Lines of data
+--

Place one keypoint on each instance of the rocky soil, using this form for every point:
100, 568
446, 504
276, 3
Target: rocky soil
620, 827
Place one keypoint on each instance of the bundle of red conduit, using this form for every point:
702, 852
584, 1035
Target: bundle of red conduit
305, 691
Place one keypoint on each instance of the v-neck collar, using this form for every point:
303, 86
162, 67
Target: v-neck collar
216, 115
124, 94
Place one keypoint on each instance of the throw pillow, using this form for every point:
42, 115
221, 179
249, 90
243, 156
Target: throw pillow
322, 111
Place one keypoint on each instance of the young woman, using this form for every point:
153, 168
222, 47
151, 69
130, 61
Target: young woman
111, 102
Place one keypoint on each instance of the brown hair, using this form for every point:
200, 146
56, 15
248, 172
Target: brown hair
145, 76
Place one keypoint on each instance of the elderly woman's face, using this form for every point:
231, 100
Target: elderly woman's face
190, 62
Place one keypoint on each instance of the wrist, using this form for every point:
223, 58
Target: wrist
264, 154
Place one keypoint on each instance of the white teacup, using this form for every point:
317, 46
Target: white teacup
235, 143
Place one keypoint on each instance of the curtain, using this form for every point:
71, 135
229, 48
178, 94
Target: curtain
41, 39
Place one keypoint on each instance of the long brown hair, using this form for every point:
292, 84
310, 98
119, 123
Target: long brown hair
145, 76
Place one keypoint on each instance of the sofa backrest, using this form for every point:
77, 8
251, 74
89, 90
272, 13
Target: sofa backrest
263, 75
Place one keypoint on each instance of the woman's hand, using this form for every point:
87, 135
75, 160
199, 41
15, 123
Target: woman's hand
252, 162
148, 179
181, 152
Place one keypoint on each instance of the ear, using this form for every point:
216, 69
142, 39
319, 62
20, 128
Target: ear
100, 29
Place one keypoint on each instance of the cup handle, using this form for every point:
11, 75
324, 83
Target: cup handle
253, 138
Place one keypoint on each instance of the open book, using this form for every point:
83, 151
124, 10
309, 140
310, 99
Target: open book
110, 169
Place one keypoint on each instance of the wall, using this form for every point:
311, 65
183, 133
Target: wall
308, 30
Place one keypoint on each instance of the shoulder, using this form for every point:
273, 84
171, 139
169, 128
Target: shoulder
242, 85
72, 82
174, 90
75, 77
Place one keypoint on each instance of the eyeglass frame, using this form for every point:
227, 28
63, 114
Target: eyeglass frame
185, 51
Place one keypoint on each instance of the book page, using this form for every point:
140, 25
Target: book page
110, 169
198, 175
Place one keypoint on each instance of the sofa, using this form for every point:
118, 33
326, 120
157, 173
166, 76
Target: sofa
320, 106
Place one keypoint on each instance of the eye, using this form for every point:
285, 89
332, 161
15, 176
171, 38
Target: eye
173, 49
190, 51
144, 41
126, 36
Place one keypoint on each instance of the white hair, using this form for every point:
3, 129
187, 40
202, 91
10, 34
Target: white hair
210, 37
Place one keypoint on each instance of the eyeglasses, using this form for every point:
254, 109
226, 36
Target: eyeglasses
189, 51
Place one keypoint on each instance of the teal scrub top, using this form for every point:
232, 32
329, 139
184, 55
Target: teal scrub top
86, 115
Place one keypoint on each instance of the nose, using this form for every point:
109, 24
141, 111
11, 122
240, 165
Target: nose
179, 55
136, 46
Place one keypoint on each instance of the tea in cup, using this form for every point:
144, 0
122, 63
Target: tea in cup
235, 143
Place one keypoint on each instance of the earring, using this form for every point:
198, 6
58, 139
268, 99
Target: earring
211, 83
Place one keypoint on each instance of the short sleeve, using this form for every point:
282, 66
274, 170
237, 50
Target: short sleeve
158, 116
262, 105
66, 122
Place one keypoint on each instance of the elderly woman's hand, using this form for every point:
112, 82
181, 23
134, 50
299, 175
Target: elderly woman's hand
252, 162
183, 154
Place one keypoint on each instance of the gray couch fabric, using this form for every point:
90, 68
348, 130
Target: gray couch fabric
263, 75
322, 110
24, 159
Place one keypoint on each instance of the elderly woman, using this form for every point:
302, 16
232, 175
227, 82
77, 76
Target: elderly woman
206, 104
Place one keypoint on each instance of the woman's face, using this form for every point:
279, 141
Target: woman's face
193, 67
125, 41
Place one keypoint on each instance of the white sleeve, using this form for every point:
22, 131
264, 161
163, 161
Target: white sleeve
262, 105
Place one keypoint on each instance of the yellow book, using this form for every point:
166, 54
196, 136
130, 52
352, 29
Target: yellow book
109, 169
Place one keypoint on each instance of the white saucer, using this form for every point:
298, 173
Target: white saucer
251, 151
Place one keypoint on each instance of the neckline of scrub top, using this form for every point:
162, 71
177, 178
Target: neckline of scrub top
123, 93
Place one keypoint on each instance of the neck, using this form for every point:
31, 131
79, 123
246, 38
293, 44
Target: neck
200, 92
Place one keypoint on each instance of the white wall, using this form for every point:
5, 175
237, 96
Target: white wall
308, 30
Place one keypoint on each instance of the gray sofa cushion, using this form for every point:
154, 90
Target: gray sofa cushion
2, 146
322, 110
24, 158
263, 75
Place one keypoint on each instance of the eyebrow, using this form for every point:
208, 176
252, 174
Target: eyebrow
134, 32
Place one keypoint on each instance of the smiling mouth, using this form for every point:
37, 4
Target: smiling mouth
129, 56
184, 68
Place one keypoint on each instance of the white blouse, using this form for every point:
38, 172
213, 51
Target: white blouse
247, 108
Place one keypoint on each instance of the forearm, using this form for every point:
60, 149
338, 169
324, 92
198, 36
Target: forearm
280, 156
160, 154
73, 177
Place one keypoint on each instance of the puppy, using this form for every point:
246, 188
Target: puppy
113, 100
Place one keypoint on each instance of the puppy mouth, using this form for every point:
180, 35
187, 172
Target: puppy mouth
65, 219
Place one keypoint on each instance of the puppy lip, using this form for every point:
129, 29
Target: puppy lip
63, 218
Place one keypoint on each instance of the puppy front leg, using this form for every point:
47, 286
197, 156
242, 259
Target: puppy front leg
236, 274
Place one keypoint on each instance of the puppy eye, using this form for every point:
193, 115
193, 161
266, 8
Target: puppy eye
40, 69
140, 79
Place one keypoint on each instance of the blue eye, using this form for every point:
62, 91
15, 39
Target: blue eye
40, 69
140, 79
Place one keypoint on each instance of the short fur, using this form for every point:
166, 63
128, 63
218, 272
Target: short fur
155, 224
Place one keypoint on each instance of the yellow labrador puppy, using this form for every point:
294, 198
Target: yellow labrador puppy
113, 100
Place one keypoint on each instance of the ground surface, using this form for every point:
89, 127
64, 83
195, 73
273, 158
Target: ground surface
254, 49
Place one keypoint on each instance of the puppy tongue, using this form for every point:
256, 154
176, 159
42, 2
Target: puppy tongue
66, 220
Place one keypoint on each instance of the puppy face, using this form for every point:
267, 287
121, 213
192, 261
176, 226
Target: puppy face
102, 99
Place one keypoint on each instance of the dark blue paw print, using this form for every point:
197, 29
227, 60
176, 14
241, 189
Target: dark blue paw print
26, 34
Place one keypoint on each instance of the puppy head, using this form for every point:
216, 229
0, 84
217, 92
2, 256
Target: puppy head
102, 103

+--

_Problem to work on_. Print all of the records above, character for character, with no changes.

_Solution to this problem_.
Place one keypoint on each instance of the rocky soil, using this form for every point:
100, 568
446, 504
276, 3
Target: rocky soil
620, 827
Place one keypoint on each instance of the bundle of red conduit, using this form for every point:
702, 852
584, 1035
Target: bundle of red conduit
305, 691
Place one keypoint on each instance of the v-neck collar, using this form for every point:
303, 86
162, 67
Target: v-neck collar
216, 115
124, 94
Place one keypoint on each instance of the throw pillow, using this form for every point:
42, 115
221, 179
249, 90
243, 156
Target: throw pillow
322, 111
Place one keypoint on each instance of the young woman, using this form for every point:
153, 168
222, 47
151, 69
130, 61
Target: young woman
111, 102
Place one keypoint on each instance of the brown hair, using this form for every point:
200, 146
56, 15
248, 172
Target: brown hair
145, 76
Place one keypoint on each instance of the elderly woman's face, using this form for every point:
231, 100
Target: elderly woman's face
190, 62
Place one keypoint on each instance of the wrist, using this form for every point:
223, 58
Target: wrist
264, 154
Place one keypoint on each instance of the white teacup, using this form for every point:
317, 46
Target: white teacup
235, 143
Place one keypoint on each instance of the curtain, using this form for every point:
71, 135
229, 48
178, 94
Target: curtain
41, 39
Place one keypoint on each instance of the long brown hair, using this form for every point:
292, 84
310, 98
119, 123
Target: long brown hair
145, 76
Place one keypoint on each instance of the sofa backrest, using this form for every point:
77, 8
251, 74
89, 90
272, 13
Target: sofa backrest
263, 75
Place one keypoint on each instance of the woman's hand, using this form for every point:
87, 135
75, 160
199, 41
15, 123
Target: woman's hand
252, 162
148, 179
181, 152
Place one keypoint on each instance of the ear, using this form for every point:
216, 69
142, 39
319, 62
20, 128
Target: ear
100, 29
Place one keypoint on each instance of the cup handle, using this form for every point:
11, 75
324, 83
Target: cup handle
253, 138
Place one keypoint on each instance of the open book, using this form for every point:
83, 151
124, 10
309, 140
310, 99
Target: open book
110, 169
Place one keypoint on each instance of the wall, using this form for every point:
311, 65
183, 133
Target: wall
308, 30
Place one keypoint on each instance of the shoulder, using this form for every point:
273, 84
171, 139
169, 128
Target: shoulder
242, 85
72, 82
174, 90
75, 77
Place one keypoint on each instance of the eyeglass frame, using this form for every point:
227, 28
63, 114
Target: eyeglass frame
185, 51
Place one keypoint on each instance of the book page, using this form for every point:
140, 25
Target: book page
110, 169
198, 175
Place one keypoint on each instance of the sofa, using this form for every point:
118, 33
326, 120
157, 173
166, 76
Target: sofa
320, 106
Place one keypoint on each instance of the eye, using this form for every point:
285, 89
332, 161
15, 176
171, 38
Target: eye
173, 49
190, 51
144, 41
126, 36
Place one keypoint on each instance of the white hair, using this form for every point:
3, 129
187, 40
202, 91
10, 34
Target: white hair
210, 37
Place one keypoint on each instance of the eyeglasses, using this form for every point:
254, 109
226, 36
Target: eyeglasses
189, 51
Place one keypoint on each instance of the teal scrub top, using this form for every point:
232, 32
329, 139
184, 55
Target: teal scrub top
86, 115
Place one keypoint on each instance of the nose, using this form for every point:
109, 24
141, 111
11, 122
240, 165
Target: nose
179, 55
136, 46
Place one keypoint on each instance of the tea in cup, using this form for every point:
144, 0
122, 63
Target: tea in cup
235, 143
Place one keypoint on each instance of the earring, using this form for every point:
198, 6
58, 139
268, 99
Target: earring
211, 83
Place one keypoint on each instance of the short sleeve, using this form for every point:
282, 66
274, 170
237, 50
Target: short sleeve
158, 116
262, 105
66, 122
Place one keypoint on each instance of the elderly woman's hand, using this form for every point:
112, 82
181, 23
134, 50
299, 175
Target: elderly woman's hand
252, 162
183, 154
Place one keypoint on each instance of the gray couch fabric, using this form for every point:
90, 68
348, 130
Target: gray couch fabric
263, 75
322, 110
24, 159
Place one keypoint on each instance of the elderly woman, using this form for every point:
302, 16
232, 175
227, 82
77, 76
Target: elderly woman
206, 104
Place one keypoint on each instance of the woman's face, using this form for every point:
279, 141
Target: woman's face
193, 67
125, 41
Place one keypoint on each instance of the white sleeve, using this form for every point:
22, 131
264, 161
163, 161
Target: white sleeve
262, 105
Place one keypoint on each instance of the yellow book, using this form for every point:
166, 54
196, 136
130, 52
352, 29
Target: yellow book
109, 169
Place one keypoint on each instance of the white saucer, using this form for every point:
298, 173
Target: white saucer
251, 151
Place one keypoint on each instance of the neckline of scrub top, using this form for every point:
162, 71
177, 178
Target: neckline of scrub top
123, 93
Place one keypoint on each instance of the neck, using this form for every point:
31, 131
79, 123
246, 38
293, 44
Target: neck
200, 92
Place one keypoint on each instance of the white wall, using this form for every point:
5, 175
237, 96
Target: white wall
308, 30
Place one keypoint on each instance of the gray sofa cushion, using this form for every point:
154, 90
Target: gray sofa cushion
2, 146
322, 110
24, 158
263, 75
Place one keypoint on each instance of the eyebrow, using this form for every point:
208, 176
252, 174
Target: eyebrow
134, 32
Place one keypoint on each instance of the smiling mouth, using this form for every point:
37, 4
Target: smiling mouth
129, 56
184, 68
Place one keypoint on each instance of the white blouse, using this form for every point:
38, 172
213, 51
Target: white blouse
247, 108
Place one keypoint on each instance of the forearm, using this form for every point:
60, 149
338, 169
324, 92
198, 36
Target: forearm
280, 156
160, 154
73, 177
Place one keypoint on each instance of the puppy, using this form for every point:
246, 188
Target: puppy
113, 100
Place one keypoint on each instance of the puppy mouth, using this form for every point:
180, 35
187, 172
Target: puppy mouth
65, 219
Place one keypoint on each instance of the puppy lip, using this form for every point:
129, 29
Target: puppy lip
63, 218
Place one keypoint on each instance of the puppy front leg, using this form for every point:
47, 286
197, 156
242, 259
Target: puppy front leg
236, 274
Place one keypoint on each instance of the puppy eye, using this form for every point:
193, 115
193, 161
266, 8
Target: puppy eye
40, 69
140, 79
Place one keypoint on each instance of the blue eye, using this form for every point:
62, 91
15, 39
Target: blue eye
40, 69
140, 79
Place one keypoint on each instance of the short fur, using this form for every point:
166, 63
128, 63
218, 272
Target: short fur
155, 224
Place one keypoint on each instance of the yellow labrador puppy, using this form for every point:
294, 198
Target: yellow labrador puppy
113, 100
Place one keypoint on each instance of the ground surface, using this form for every point:
89, 127
64, 83
195, 73
273, 158
Target: ground surface
254, 49
Place one keypoint on each instance of the puppy tongue, using this form for every point:
256, 154
176, 159
42, 2
Target: puppy tongue
66, 220
Place one keypoint on each instance of the puppy face, using this form for every point:
267, 287
121, 213
192, 261
176, 226
Target: puppy face
102, 99
Place one keypoint on each instance of the dark blue paw print, using this form for every point:
197, 29
227, 60
176, 14
241, 189
Target: dark blue paw print
26, 34
Place one keypoint on each instance of the puppy head, using this form for every point:
216, 229
0, 84
217, 92
2, 256
Target: puppy head
102, 103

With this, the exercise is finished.